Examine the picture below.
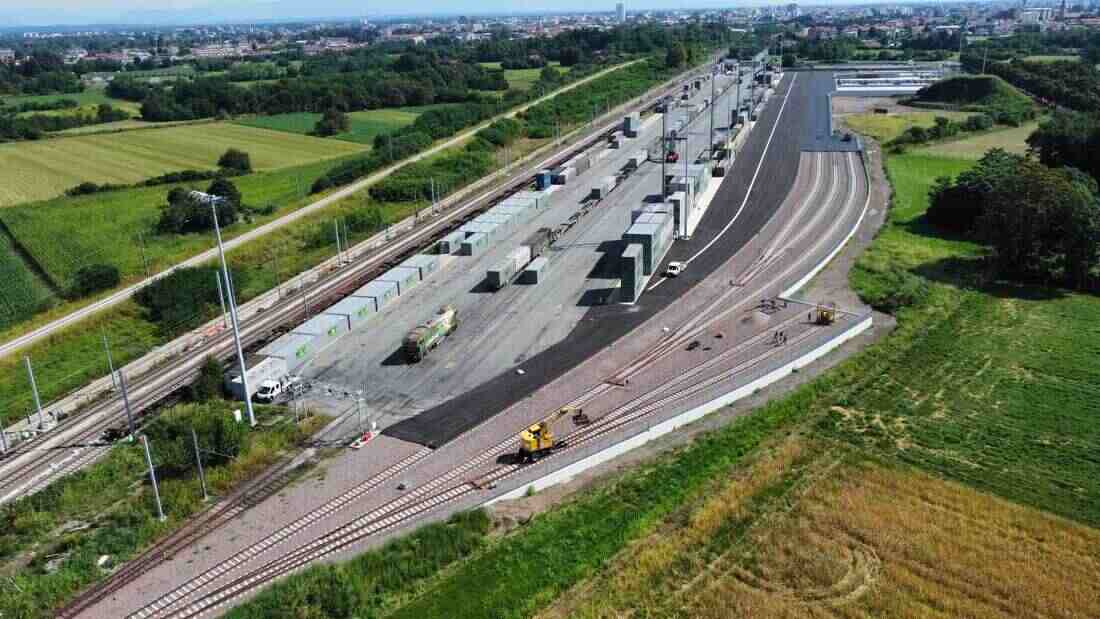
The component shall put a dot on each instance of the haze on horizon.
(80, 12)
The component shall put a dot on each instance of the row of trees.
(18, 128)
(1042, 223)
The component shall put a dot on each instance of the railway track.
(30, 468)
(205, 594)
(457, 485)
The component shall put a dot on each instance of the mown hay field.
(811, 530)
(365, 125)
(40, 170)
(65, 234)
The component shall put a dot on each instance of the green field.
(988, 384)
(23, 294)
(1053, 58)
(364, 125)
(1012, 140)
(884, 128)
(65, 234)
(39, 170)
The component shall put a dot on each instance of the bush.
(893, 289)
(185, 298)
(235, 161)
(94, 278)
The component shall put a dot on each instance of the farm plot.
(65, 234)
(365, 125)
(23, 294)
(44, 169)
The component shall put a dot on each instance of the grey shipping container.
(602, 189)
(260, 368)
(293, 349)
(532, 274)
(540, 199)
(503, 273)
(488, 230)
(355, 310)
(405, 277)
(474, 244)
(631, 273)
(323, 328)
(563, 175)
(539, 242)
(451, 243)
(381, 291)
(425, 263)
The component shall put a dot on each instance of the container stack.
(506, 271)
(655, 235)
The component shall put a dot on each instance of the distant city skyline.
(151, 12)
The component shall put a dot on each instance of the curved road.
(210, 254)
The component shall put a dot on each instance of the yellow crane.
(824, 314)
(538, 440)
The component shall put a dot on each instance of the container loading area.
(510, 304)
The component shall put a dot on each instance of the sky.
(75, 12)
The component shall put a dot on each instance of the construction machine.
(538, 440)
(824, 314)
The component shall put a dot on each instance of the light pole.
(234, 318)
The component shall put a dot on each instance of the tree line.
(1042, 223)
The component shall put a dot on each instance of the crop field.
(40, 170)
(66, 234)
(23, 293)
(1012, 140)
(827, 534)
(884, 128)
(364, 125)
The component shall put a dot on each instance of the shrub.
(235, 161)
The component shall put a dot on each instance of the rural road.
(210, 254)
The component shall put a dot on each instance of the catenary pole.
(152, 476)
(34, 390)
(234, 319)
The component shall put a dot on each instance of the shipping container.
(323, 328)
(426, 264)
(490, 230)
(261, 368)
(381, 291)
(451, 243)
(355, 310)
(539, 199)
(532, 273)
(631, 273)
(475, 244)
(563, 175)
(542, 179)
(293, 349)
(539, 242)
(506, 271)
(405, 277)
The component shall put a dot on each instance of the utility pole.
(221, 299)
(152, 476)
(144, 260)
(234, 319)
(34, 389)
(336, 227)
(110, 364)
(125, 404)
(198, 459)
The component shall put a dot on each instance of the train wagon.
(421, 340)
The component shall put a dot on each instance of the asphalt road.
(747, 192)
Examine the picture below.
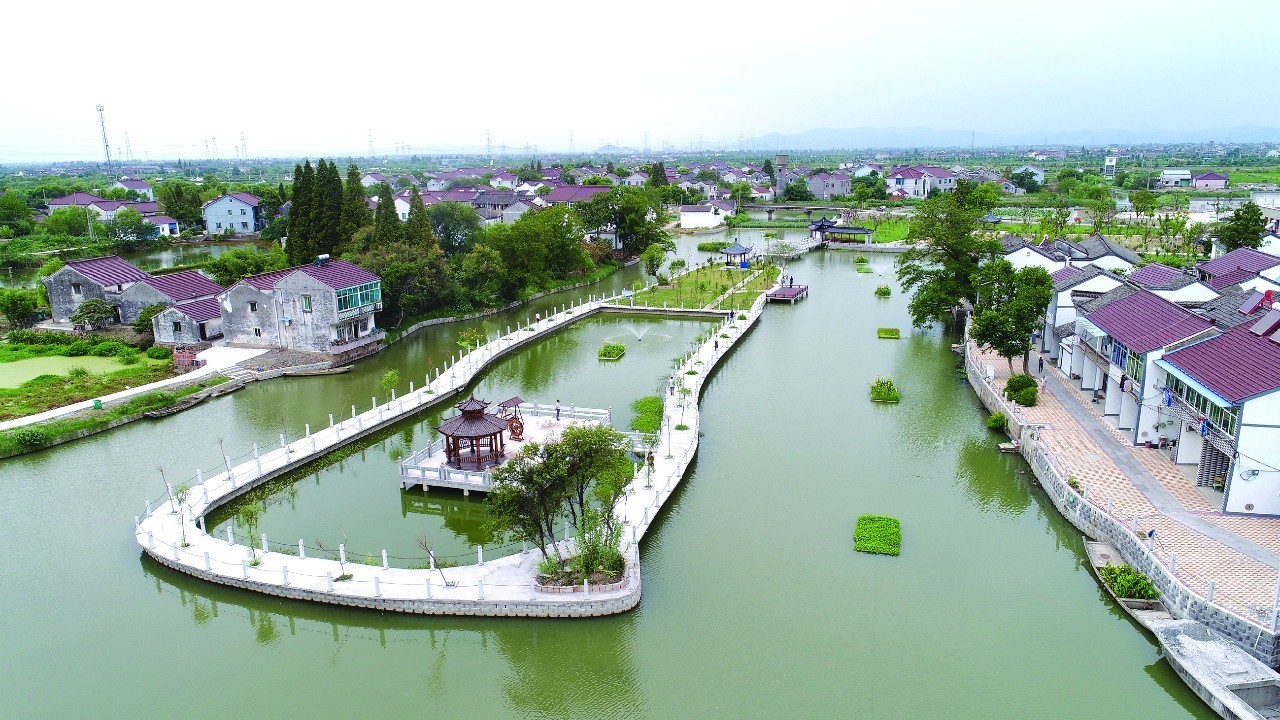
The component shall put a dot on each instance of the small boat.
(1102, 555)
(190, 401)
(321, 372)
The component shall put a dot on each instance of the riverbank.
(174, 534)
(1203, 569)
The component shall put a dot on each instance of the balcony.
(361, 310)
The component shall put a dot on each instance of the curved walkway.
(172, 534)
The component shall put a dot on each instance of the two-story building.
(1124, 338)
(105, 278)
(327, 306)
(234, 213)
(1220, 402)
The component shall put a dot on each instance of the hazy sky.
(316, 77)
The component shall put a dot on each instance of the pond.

+---+

**Work to complete**
Print out the entries once more, unchanged. No pictures.

**Answer box**
Examine the picture below.
The component shall put a dot on each instance of the haze on horizon.
(80, 12)
The component shall put a dot on each instance of the row of trees.
(18, 128)
(1042, 223)
The component shall put a dot on each instance of the railway track.
(30, 468)
(205, 594)
(457, 485)
The component shall put a dot on each instance of the mown hay field.
(811, 530)
(365, 125)
(40, 170)
(65, 234)
The component shall put a dot on each instance of the green field.
(988, 384)
(23, 294)
(1053, 58)
(364, 125)
(1012, 140)
(884, 128)
(65, 234)
(39, 170)
The component shall put a dot on each instance of the bush.
(893, 289)
(185, 298)
(235, 161)
(94, 278)
The component shall put a dot on each instance of the farm plot.
(65, 234)
(365, 125)
(23, 294)
(44, 169)
The component shall put a dot on each instance of the grey shipping container.
(602, 189)
(260, 368)
(293, 349)
(532, 274)
(540, 199)
(503, 273)
(488, 230)
(355, 310)
(405, 277)
(474, 244)
(631, 273)
(323, 328)
(563, 175)
(539, 242)
(451, 243)
(381, 291)
(425, 263)
The component shall put a dot on each instance of the container stack.
(506, 271)
(655, 235)
The component shall put a dot on each instance of the distant city skyline.
(151, 12)
The component shall put a dot on each instance of the curved road.
(210, 254)
The component shall put a dot on each instance of the yellow crane.
(824, 314)
(538, 440)
The component shall put a dot on each instance of the container loading area.
(510, 304)
The component shall put a dot on each instance of the sky.
(75, 12)
The component shall put a dot on each instance of the construction machine.
(538, 440)
(824, 314)
The component shall put a dot on each instance of the light pole.
(234, 318)
The component shall put a dot on each instance of the tree line.
(1042, 223)
The component shall put a dot on each instance of the crop field.
(40, 170)
(66, 234)
(23, 293)
(1012, 140)
(827, 534)
(884, 128)
(364, 125)
The component shall put a dot on each instance of the shrub.
(235, 161)
The component shall put a dot on each instance of the rural road.
(210, 254)
The component shall put a dot on each instance of the catenary pole.
(152, 476)
(34, 390)
(234, 319)
The component shall put a dot on each instance of the shipping container.
(323, 328)
(426, 264)
(490, 230)
(261, 368)
(381, 291)
(451, 243)
(355, 310)
(539, 199)
(532, 273)
(631, 273)
(475, 244)
(563, 175)
(542, 179)
(293, 349)
(539, 242)
(506, 271)
(405, 277)
The component shall put a dot on each instance of the utility pole.
(221, 299)
(152, 476)
(144, 260)
(234, 319)
(34, 389)
(336, 227)
(110, 364)
(125, 404)
(198, 459)
The component shall put a dot on each instance of the train wagon.
(421, 340)
The component shall put a dot on each instance of the asphalt road.
(747, 192)
Examine the picture below.
The component shall put a dot on each instance of the small boat.
(1102, 555)
(190, 401)
(321, 372)
The component shall put a dot on each instance of the riverbank.
(174, 534)
(1203, 569)
The component shall put a dot on each instance of the balcony.
(361, 310)
The component shall put a dot on each instance of the curved walkway.
(172, 534)
The component shall put a dot on each instance of the two-story building.
(1124, 338)
(105, 278)
(327, 306)
(234, 213)
(1220, 402)
The component shall put a dot on each instance of the hazy sky.
(316, 77)
The component shall put a dot on each instance of the pond.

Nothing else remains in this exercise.